(Beginning of GIVEN ENTRIES)
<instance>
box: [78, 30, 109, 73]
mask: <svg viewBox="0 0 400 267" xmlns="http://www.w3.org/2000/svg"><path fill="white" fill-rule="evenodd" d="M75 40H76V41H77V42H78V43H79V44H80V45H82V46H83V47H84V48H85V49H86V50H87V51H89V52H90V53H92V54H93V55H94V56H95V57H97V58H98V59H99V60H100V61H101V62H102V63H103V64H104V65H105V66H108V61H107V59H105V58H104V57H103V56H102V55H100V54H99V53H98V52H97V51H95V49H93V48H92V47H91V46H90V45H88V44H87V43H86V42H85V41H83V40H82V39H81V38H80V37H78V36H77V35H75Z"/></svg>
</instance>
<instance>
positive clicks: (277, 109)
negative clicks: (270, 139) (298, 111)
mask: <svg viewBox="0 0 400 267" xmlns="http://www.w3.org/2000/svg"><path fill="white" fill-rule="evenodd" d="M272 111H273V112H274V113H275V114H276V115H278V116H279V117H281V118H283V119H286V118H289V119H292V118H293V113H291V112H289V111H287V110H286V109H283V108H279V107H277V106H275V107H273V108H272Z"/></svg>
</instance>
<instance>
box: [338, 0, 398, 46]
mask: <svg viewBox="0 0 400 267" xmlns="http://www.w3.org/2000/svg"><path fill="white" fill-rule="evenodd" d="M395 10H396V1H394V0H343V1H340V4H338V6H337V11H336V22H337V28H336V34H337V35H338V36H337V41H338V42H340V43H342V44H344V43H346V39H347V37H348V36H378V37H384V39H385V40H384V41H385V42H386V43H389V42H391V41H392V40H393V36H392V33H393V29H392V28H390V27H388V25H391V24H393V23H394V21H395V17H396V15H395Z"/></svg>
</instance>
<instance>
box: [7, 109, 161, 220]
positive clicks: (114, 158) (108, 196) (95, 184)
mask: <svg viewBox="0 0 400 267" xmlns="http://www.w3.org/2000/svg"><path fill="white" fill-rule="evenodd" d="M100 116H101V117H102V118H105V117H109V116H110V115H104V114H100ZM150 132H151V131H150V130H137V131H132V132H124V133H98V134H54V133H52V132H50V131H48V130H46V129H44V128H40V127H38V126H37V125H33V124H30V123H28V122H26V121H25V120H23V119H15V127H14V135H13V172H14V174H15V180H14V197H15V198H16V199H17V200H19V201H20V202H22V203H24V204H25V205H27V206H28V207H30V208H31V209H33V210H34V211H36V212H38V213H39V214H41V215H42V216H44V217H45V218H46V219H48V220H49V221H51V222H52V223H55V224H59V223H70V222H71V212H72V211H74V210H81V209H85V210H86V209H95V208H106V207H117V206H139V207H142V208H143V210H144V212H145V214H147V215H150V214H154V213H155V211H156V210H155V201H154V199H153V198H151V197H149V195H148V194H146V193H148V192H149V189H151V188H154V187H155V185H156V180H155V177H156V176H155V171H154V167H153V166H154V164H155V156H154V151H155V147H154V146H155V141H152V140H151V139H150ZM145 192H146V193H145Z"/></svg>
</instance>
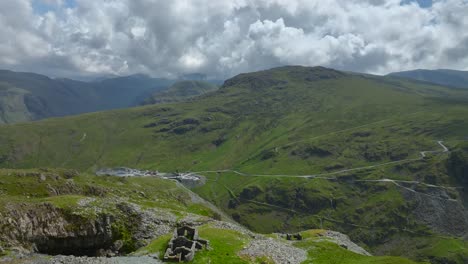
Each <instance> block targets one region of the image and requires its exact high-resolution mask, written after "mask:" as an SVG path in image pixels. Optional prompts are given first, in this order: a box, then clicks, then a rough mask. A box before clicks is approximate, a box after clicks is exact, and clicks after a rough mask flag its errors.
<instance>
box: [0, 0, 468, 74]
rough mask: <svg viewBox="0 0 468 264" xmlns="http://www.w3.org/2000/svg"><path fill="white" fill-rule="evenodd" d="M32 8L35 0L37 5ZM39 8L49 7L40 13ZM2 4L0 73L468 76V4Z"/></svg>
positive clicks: (111, 0)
(End of GIVEN ENTRIES)
BRIEF> Considering the records above, how many lines hold "rough"? Please answer with only the number.

EXPECTED ANSWER> 2